[Record extracts — start]
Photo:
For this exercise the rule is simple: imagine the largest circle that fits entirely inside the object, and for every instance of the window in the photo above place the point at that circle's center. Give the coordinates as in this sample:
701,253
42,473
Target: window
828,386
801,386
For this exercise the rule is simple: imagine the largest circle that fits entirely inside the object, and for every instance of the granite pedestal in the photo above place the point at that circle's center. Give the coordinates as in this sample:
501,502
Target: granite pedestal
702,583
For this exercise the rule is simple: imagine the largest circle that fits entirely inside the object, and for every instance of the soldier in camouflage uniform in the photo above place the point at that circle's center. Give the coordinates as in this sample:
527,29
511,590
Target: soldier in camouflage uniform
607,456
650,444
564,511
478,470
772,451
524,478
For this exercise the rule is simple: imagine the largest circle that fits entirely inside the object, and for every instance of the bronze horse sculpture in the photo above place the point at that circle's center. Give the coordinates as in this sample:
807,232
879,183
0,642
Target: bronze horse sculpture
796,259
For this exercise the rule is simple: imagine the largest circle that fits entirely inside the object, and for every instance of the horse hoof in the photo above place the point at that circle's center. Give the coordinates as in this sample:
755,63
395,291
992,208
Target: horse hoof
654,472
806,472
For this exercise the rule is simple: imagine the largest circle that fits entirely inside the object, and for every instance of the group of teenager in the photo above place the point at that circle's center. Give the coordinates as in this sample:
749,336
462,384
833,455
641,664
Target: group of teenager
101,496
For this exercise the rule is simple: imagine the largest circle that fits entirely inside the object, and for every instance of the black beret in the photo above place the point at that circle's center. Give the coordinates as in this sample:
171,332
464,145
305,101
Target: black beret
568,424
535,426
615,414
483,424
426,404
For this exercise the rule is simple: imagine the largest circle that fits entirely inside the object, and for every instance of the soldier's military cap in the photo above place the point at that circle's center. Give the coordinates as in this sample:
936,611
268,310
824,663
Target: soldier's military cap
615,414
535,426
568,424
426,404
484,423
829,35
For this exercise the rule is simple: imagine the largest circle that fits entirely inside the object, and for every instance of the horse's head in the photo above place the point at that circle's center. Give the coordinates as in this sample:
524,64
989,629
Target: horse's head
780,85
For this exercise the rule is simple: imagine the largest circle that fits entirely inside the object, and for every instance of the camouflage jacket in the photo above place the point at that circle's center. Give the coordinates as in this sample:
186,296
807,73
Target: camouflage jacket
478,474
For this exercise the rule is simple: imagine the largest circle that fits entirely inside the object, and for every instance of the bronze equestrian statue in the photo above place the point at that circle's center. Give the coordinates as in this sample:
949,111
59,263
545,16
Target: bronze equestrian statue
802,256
[Record extracts — finish]
## Description of the task
All of the records above need to be copied exactly.

## Task solution
Photo:
For this exercise the rule is simple: imagine the largest circle that fits entirely inside the object, and for every instance of the window in the photo above place the point at that circle's center. Give the coordinates as in this sample:
701,253
42,473
Target: window
828,386
801,386
For this exercise the rule is simple: imagine the largest circle that fits entirely inside the object, and for every instance of the granite pedestal in the photo above place the point at that circle's center. Give the coordinates as in this sample:
501,502
Target: granite pedestal
702,583
For this exercise the rule is simple: imagine the largest circle that fits entirely inside the object, and for every instance of the soldier in camouflage uniform in the photo above place the point at that circle's center. Give the coordinates as in this sample:
527,29
511,590
Target: soldier in camouflage uniform
607,456
650,444
564,511
478,470
772,451
524,478
For this exercise the rule is simple: imagine the largest circle that fits entirely inside the object, and for every instance of the bronze horse sculpture in the photo above place the point at that circle's center. Give the coordinates as in this sample:
807,232
879,183
0,642
Target: bronze horse sculpture
796,259
For this exercise the rule is simple: imagine the largest circle that fits entirely inside the object, and for every instance of the horse hoof in the photo above place the point at that circle's center. Give the coordinates as in this sample:
755,63
395,291
992,208
Target: horse hoof
654,472
806,472
For this exercise the rule is simple: imagine the largest circle that fits entirely inside the object, and for every instance of the group of teenager in the photo above place the point at that circle's center. Give the coordinates as in this sample:
749,336
462,384
833,455
641,664
Target: group of teenager
101,496
For this exercise the rule is simple: imagine the largest circle that fits entirely inside the object, and for every instance of the black beret in the photo above place the point at that circle's center. Give the coordinates as in this sample:
171,332
464,145
305,101
Target: black beret
568,424
535,426
615,414
483,424
426,404
For this exercise the rule is simple: imagine the largest circle that fits entirely inside the object, and for every instance of the soldier's military cap in the photo above place the point at that circle's center. Give the coordinates as in this sample:
936,611
268,310
824,663
Target: soldier's military cap
615,414
535,426
568,424
426,404
484,423
829,35
For this exercise the rule is simple: imagine the largest circle that fits entirely inside the object, and for every instance of the horse's head in the photo above place the point at that circle's center. Give the coordinates as in this sample:
524,64
989,629
Target: horse's head
780,85
For this exercise the rule is simple: imagine the largest circle that fits entirely inside the object, and for every instance of the camouflage jacket in the photo above place the point at that circle's center. Give the coordinates as in this sample:
186,296
807,73
Target: camouflage jacket
478,474
For this exercise the rule is simple: imagine the largest circle that fits entirely inside the object, and for every instance of the bronze equestrian statue in the photo above place the point at that circle's center. Give the coordinates as in this sample:
949,111
59,263
545,16
Target: bronze equestrian statue
802,256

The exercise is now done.